SOURCE PASSAGE:
[Start]
Exhibit 99.1

FBL Financial Group Reports First Quarter 2003 Results

    WEST DES MOINES, Iowa--(BUSINESS WIRE)--May 5, 2003--FBL Financial
Group, Inc. (NYSE:FFG):




Financial Highlights
(Dollars in thousands, except per share data)
- ----------------------------------------------------------------------
                                                    Three Months Ended
                                                          March 31,
                                                       2003    2002
                                                    ------------------
Net income applicable to common stock                $10,840  $12,474
Operating income applicable to common stock           14,395   11,433
Earnings per common share (assuming
 dilution):
     Net income                                         0.38     0.45
     Operating income                                   0.51     0.41
- ----------------------------------------------------------------------


    FBL Financial Group, Inc. (NYSE:FFG) today announced that diluted
net income per common share totaled $0.38 ($10,840,000) for the
quarter ended March 31, 2003, compared to $0.45 ($12,474,000) in the
year ago quarter. Net income includes the impact of realized losses on
investments of $0.13 per share in the first quarter of 2003 and
realized gains on investments of $0.04 per share in the first quarter
of 2002.
    Operating Income(a). Operating income, which excludes the impact
of realized gains and losses on investments, totaled $14,395,000 for
the quarter ended March 31, 2003, versus $11,433,000 in the first
quarter of 2002. Diluted operating income per common share totaled
$0.51 in the first quarter of 2003, a 24 percent increase over $0.41
in the first quarter of 2002. Operating income in the first quarter of
2003 includes a $0.10 per share contribution from FBL's coinsurance
agreement with American Equity Investment Life Insurance Company (AE)
compared to a $0.01 per share contribution in the first quarter of
2002.

    (a) In addition to net income, FBL Financial Group has
consistently utilized operating income, a non-GAAP financial measure
commonly used in the life insurance industry, as a primary economic
measure to evaluate its financial performance. Operating income equals
net income adjusted to eliminate the impact of realized gains and
losses on investments. Because realized gains and losses on
investments may fluctuate greatly from quarter to quarter, FBL
believes a measure excluding their impact is useful in analyzing core
operating trends. FBL believes the combined presentation and
evaluation of operating income, together with net income, provides
information that may enhance an investor's understanding of FBL's
underlying results and profitability. A reconciliation of net income
to operating income is provided in the accompanying tables.

    "Following solid performance during 2002, FBL once again realized
strong operating results in the first quarter of 2003. Our core
distribution continued its momentum and again produced strong sales
for the quarter, led by a 39 percent increase in traditional annuity
sales," said Bill Oddy, Chief Executive Officer. "Based on our first
quarter earnings results, and our commitment to our growth strategies,
we remain optimistic about our long-term growth prospects and affirm
our operating income guidance of $1.97 to $2.07 per common share for
the year 2003."
    Product Revenues Up Eight Percent. Premiums and product charges
for the first quarter of 2003 increased eight percent to $52,082,000
compared to $48,327,000 in the first quarter of 2002. Interest
sensitive product charges increased ten percent while traditional life
insurance premiums increased six percent.
[End]
CHALLENGE 1: According to the FBL earnings report, by what percent did traditional annuity sales rise in the first quarter of 2003?
CHALLENGE 2: Please go on with the FBL earnings report after its last sentence, keeping the same style.
The data comes from a source unrelated to the FBL earnings report.

RAW DATA:
[Start]
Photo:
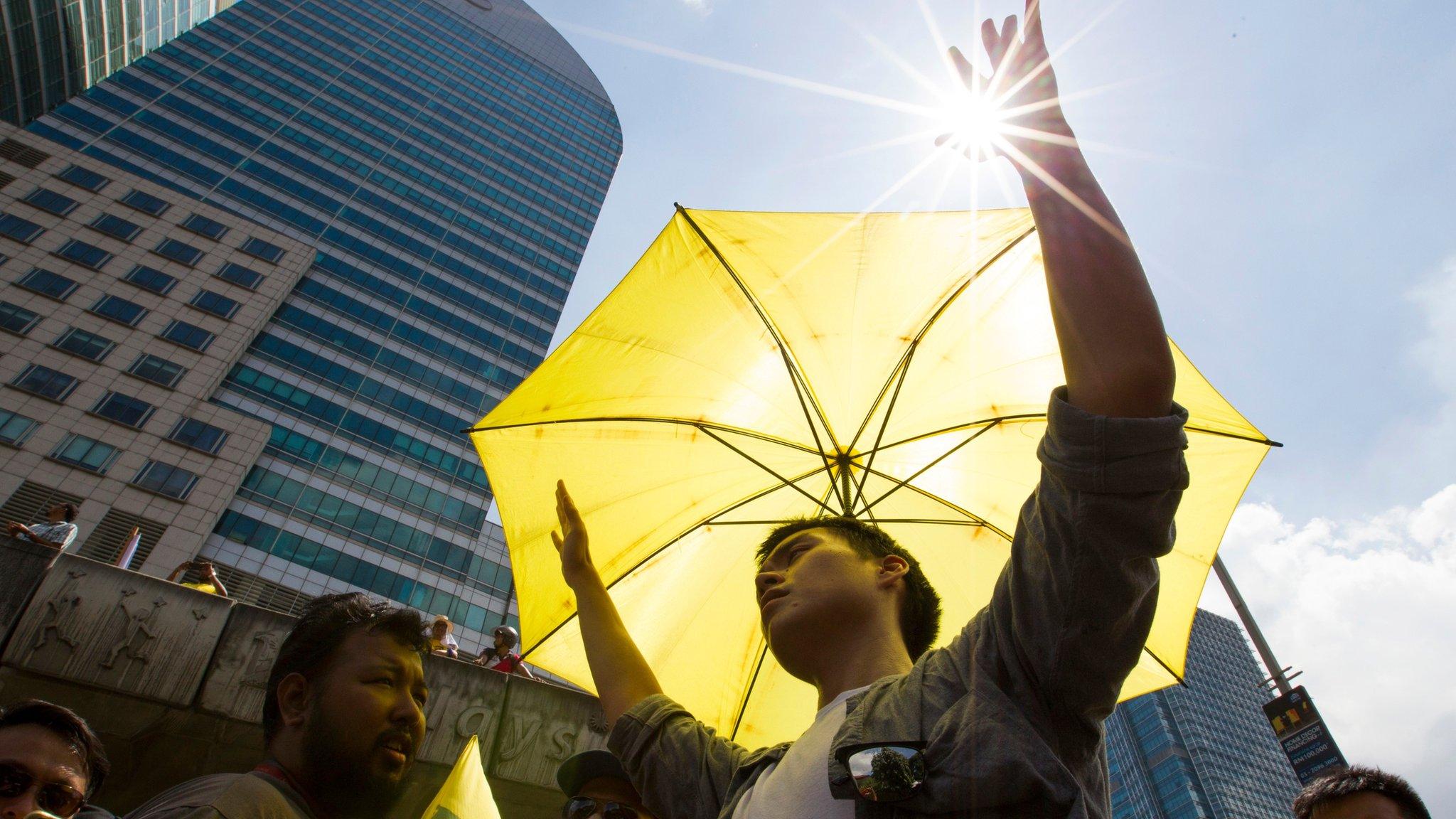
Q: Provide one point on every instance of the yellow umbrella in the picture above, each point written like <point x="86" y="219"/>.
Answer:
<point x="761" y="366"/>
[End]
EXPECTED OUTPUT 1: 39 percent

EXPECTED OUTPUT 2:
    Premiums collected totaled $260,896,000 in the first quarter of
2003, which includes $120,060,000 assumed under the coinsurance
agreement with American Equity. Excluding the impact of the AE
coinsurance agreement, collected premiums increased 13 percent, with
the traditional annuity segment increasing 39 percent, the traditional
and universal life insurance segment increasing five percent and the
variable segment decreasing 13 percent. In the first quarter of 2002,
premiums assumed from AE totaled $189,478,000.
    Investment Income. Net investment income in the first quarter of
2003 increased 23 percent to $97,947,000 compared to $79,537,000 in
the first quarter of 2002. This increase is due to an increase in
average invested assets, resulting primarily from cash received in
2002 and the first quarter of 2003 pursuant to the AE coinsurance
agreement and growth in sales from FBL's core Farm Bureau distribution
force. The annualized yield earned on average invested assets was 7.33
percent for the three months ended March 31, 2003, compared to 7.38
percent for the first quarter of 2002. The 2003 yield reflects the
impact of a decline in market interest rates, partially offset by an
increase in investment fee income. Fee income from bond calls and
mortgage loan prepayments totaled $2,431,000 in the first quarter of
2003 compared to $272,000 in the first quarter of 2002. In addition,
investment income increased due to additional discount accretion on
mortgage and asset-backed securities. In the first quarter of 2003 the
benefit created by changing prepayments speeds on mortgage and
asset-backed securities at quarter end was $2,925,000, compared to
additional premium amortization of $29,000 in the first quarter of
2002.
    Derivative Loss. FBL's derivative loss totaled $5,073,000 in the
first quarter of 2003, compared to a loss of $782,000 in the first
quarter of 2002. Derivative income (loss) can fluctuate from period to
period based upon the performance of the bond and stock indexes
underlying the call options purchased to fund returns on
equity-indexed annuities assumed from AE. Gains and losses on call
options and proceeds from option settlements are partially offset by
changes in the value of the embedded derivatives in the underlying
equity-indexed contracts and index credits to the contract holder,
which are recorded as a component of interest sensitive product
benefits.
    Realized Gains (Losses) on Investments. In the first quarter of
2003, FBL recognized net realized losses on investments of $5,632,000,
compared to net realized gains on investments of $2,246,000 in the
first quarter of 2002. First quarter 2003 realized losses include
realized gains from sales of securities of $3,713,000, realized losses
from sales of securities of $40,000 and realized losses from the
write-down of securities that became other-than-temporarily impaired
of $9,305,000.
    Benefits and Expenses. Benefits and expenses totaled $125,290,000
in the first quarter of 2003, compared to $109,610,000 in the first
quarter of 2002. This increase is due to an increase in death benefits
and an increase in the volume of business in force resulting primarily
from the coinsurance agreement with AE and growth in sales from FBL's
core Farm Bureau distribution system. Additionally, effective January
1, 2003, FBL began expensing stock options, which resulted in
additional first quarter 2003 compensation expense of $74,000.
Partially offsetting these increases was the impact of a reduction of
the dividend crediting rate in 2002 and a reduction in interest
crediting rates on many products throughout 2002 and 2003.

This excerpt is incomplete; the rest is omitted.